* Text block:
§

Once again, on-street car parking combined with the new fashion for footway build-outs (another form of pinch point), puts cyclists in among lorries in a confined space, contributing to a situation that puts cyclists in danger, and deters the majority from cycling.

Jack Thurston:

When I asked Klaus Bondam, the Mayor of Copenhagen, what was the most difficult but most important decision he has made to make Copenhagen cycle friendly he gave a clear answer: replacing car parking space with spacious, segregated cycle lanes.

It’s a lesson the LCC and its branches show no signs at all of wanting to learn. After the previous London lorry killing in Camden ‘Lucky’ asked FFS. When will Boris do something about lorries in London.

Up popped that regular commentator ‘charlie LCC’ (who I assume is the LCC’s Campaigns officer, Charlie Lloyd)

§

Stored data entries:
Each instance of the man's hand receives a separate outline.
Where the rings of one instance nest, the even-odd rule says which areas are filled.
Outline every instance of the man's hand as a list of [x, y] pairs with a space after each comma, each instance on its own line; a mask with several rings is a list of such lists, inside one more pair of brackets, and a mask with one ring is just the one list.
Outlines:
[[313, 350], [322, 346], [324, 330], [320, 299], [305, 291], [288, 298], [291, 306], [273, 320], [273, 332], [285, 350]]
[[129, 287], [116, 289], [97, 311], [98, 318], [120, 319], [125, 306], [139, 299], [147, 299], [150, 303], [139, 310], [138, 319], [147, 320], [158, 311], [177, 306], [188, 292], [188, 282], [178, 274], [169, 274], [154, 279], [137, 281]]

§

* Task requirements: Pick up the piece on cycle safety and on-street parking in London after its last sentence and continue writing it.

* Task result:
Despite some comments, Boris's people are doing some things to help reduce the number of these horrors. We think they are close to including on-bike cycle training in the lorry driver CPC courses run by TfL, if they can get the approval from the authorities. We need to keep pushing for councils and companies to take up this training.

In other words, maintain the status quo. Don’t get rid of lorries or re-design the streets to keep cyclists separate from lorries. Instead ‘train’ lorry drivers to be aware of cyclists, and encourage cyclists to sit in lorry cabs to understand how limited the driver’s vision is.

This provoked an angry retort from ‘spindrift’, which you can read here.

LCC activists rushed to Charlie’s defence. ‘helly’ wrote

I don't think we should derail this thread into politics, tempting though this is. As editor of the Camden Cyclist, I am saddened and horrified by what I've read about this crash, which has occurred on 'our patch'.

But protestations of anguish don’t get us anywhere. Charlie Lloyd’s defence of Boris Johnson was just as much a political intervention as ‘spindrift’s’ entirely reasonable retort.

With all this stuff about the panacea of lorry driver training, it’s worth bearing mind that

Motorcycles (53 per cent), light vans (52 per cent) and four-axle rigid HGVs (52 per cent) were the vehicle types that most frequently exceeded the speed limit on 30 mph roads.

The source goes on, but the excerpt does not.